• [Brief]
Render the rows below as a JSON list of strings, one string per line, omitting blank lines and leaving the pictures out.

• [Supplied information]
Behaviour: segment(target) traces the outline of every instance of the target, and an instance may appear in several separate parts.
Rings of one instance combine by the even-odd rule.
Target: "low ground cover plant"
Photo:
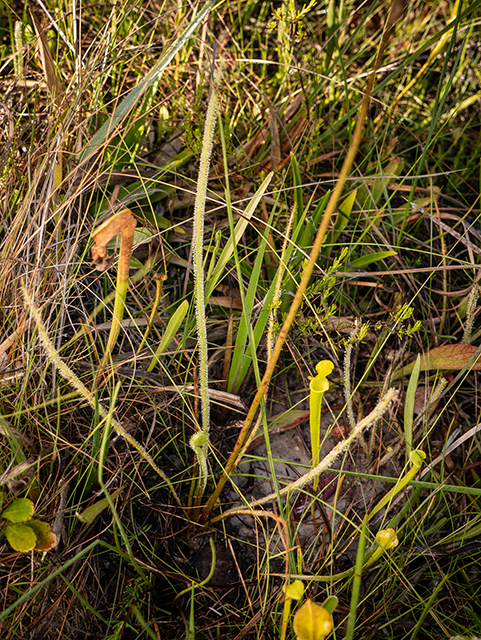
[[[2,638],[481,635],[478,4],[1,5]]]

• [Worked answer]
[
  "Behaviour: segment(target) traces the outline of every instance of the target, and an instance may appear in several separate parts.",
  "Rings of one instance combine by the even-odd rule.",
  "Target: \"low ground cover plant\"",
  "Photo:",
  "[[[2,638],[481,635],[478,4],[1,5]]]"
]